(Requirements): Return each line of the records with nothing changed, pictures excepted.

>> begin Available records

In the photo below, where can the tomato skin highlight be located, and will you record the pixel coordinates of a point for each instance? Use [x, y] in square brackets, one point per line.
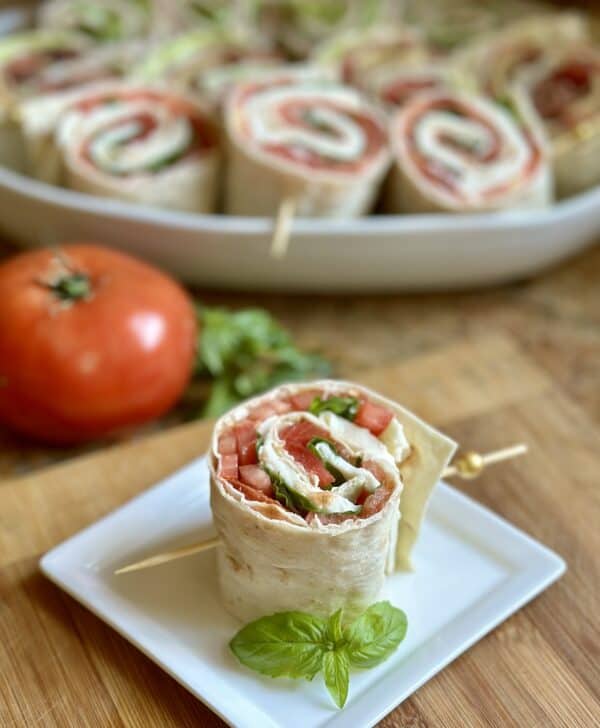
[255, 477]
[373, 417]
[72, 371]
[296, 438]
[245, 435]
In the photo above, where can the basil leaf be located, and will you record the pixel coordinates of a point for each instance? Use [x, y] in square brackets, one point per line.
[335, 630]
[375, 634]
[288, 496]
[312, 446]
[336, 672]
[346, 407]
[287, 644]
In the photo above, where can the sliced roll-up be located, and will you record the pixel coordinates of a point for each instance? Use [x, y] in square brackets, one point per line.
[564, 89]
[318, 491]
[317, 142]
[496, 59]
[30, 63]
[140, 144]
[356, 53]
[39, 114]
[102, 21]
[395, 85]
[183, 59]
[461, 153]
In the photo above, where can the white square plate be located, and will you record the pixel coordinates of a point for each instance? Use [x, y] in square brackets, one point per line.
[473, 570]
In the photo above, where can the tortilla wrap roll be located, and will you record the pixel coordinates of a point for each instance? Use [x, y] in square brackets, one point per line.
[140, 144]
[460, 153]
[564, 89]
[496, 59]
[30, 63]
[356, 53]
[317, 142]
[102, 21]
[182, 60]
[39, 115]
[318, 491]
[395, 85]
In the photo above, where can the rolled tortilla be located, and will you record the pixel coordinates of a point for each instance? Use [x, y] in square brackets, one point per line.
[182, 60]
[496, 59]
[102, 21]
[39, 114]
[30, 63]
[394, 85]
[317, 142]
[461, 153]
[140, 144]
[356, 53]
[564, 89]
[314, 516]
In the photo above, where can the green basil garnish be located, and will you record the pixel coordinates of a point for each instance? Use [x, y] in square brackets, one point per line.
[300, 645]
[346, 407]
[312, 446]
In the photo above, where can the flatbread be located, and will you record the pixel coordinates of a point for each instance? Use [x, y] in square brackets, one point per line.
[271, 560]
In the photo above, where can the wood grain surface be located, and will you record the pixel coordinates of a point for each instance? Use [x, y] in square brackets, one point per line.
[60, 666]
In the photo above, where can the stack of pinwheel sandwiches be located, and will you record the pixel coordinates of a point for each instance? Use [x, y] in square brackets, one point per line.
[229, 107]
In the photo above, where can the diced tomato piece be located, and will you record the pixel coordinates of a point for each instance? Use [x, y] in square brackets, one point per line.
[227, 444]
[245, 435]
[375, 502]
[303, 400]
[254, 494]
[302, 432]
[311, 463]
[281, 406]
[373, 417]
[229, 467]
[262, 412]
[255, 476]
[296, 438]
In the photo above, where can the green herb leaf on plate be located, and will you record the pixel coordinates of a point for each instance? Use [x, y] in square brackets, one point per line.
[376, 634]
[287, 644]
[336, 672]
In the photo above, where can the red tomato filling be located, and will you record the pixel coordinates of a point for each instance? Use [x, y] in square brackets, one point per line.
[204, 137]
[399, 92]
[239, 462]
[555, 94]
[296, 439]
[26, 68]
[440, 173]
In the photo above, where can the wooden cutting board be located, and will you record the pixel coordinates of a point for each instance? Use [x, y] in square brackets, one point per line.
[61, 666]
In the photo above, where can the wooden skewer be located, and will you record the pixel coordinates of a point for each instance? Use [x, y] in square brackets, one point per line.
[283, 227]
[468, 466]
[179, 553]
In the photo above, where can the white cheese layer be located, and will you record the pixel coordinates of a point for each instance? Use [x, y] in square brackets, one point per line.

>> end Available records

(Written answer):
In the photo below, where can the tomato skin highlight be located, and will you record the pixel coordinates of a point for each instance? Use [x, y] in square brackets, one point per line.
[255, 477]
[373, 417]
[72, 371]
[296, 438]
[245, 435]
In the photo above, where can the basil leaf be located, and will you record the pixel coordinates of a point for each instance? Use [x, y] in square brackets, one point per line.
[335, 630]
[375, 634]
[288, 496]
[312, 446]
[336, 672]
[346, 407]
[287, 644]
In the photo above, where can the sliced roll-up be located, and will you record the pixel coordinates of a point for each instance? Use [x, y] in square brackets, one point per line.
[564, 89]
[318, 491]
[317, 142]
[496, 59]
[30, 63]
[140, 144]
[356, 53]
[39, 114]
[102, 21]
[395, 85]
[183, 59]
[461, 153]
In the photo above, where can the white square plate be located, and will you record the pixel coordinates of a point for each instance? Use [x, y] in square brackets, one point per line.
[473, 570]
In the photo above, where can the tortilla wrap roll be located, and will you record the pixel coordinates of a point for each instance? Use [x, y] in square brackets, one point per line.
[140, 144]
[460, 153]
[564, 89]
[496, 59]
[30, 63]
[356, 53]
[317, 142]
[102, 21]
[182, 60]
[39, 115]
[318, 491]
[395, 85]
In the photo above, where can the rolled tortilla be located, and will you record the pixel coordinates of a point for each instance? Use [x, y] in square brackets, one point per line.
[182, 60]
[496, 59]
[102, 21]
[39, 114]
[30, 63]
[394, 85]
[317, 142]
[461, 153]
[140, 144]
[356, 53]
[564, 89]
[314, 516]
In the photo above, where can the green basil garnish be located, and will you record the pixel coordinates of a point for each instance? Use [x, y] in square brackets, one point per line.
[300, 645]
[346, 407]
[312, 446]
In the photo above, where can the flatbread be located, and will you record the pixel coordinates of a point for each instance? Use [x, y] in square brackets, one point per line.
[271, 560]
In the photo above, where can the wood grain surface be located, and will you record the pixel coordinates of a point for each instance? Use [x, y] in square brackets, one point per line.
[60, 666]
In the photo above, where can the stack of pinwheel sandwiches be located, and will you record the pixel coordinates of a point for each instance? Use [x, y] in square brackets, one point per line.
[229, 107]
In the photo above, where can the diced tomato piece be located, and will you record the pixel coordinates of a point for each instance? Use [x, y] in square brackets, one point per line.
[227, 444]
[245, 435]
[375, 502]
[303, 400]
[254, 494]
[302, 432]
[311, 463]
[281, 406]
[373, 417]
[229, 467]
[262, 412]
[255, 476]
[296, 438]
In the photo above, where can the green herb leaf on plate be located, and will you record the pixel coordinates of a point for each instance? Use [x, y] in square brackets, one point per line.
[376, 634]
[287, 644]
[336, 672]
In the photo above, where can the red tomato filling be located, and will you record the pixel coordinates of a point for each instance? Use [x, y] in square brackets, one point per line.
[204, 137]
[399, 92]
[239, 462]
[555, 94]
[296, 439]
[26, 68]
[440, 173]
In the photo above, where can the wooden cutting board be located, and will you record the pixel coordinates of a point for each instance? Use [x, y] in square brackets, one point per line.
[61, 666]
In the photo above, where can the wooden skewer be located, and will you record the pixel coordinates of a point for each instance? Use [x, y] in square brackets, one point per line.
[283, 227]
[468, 466]
[179, 553]
In the photo above, where can the white cheese layer be located, and will you record the pixel coordinates of a point for each instance? Use [x, y] in square brackets, one point per line.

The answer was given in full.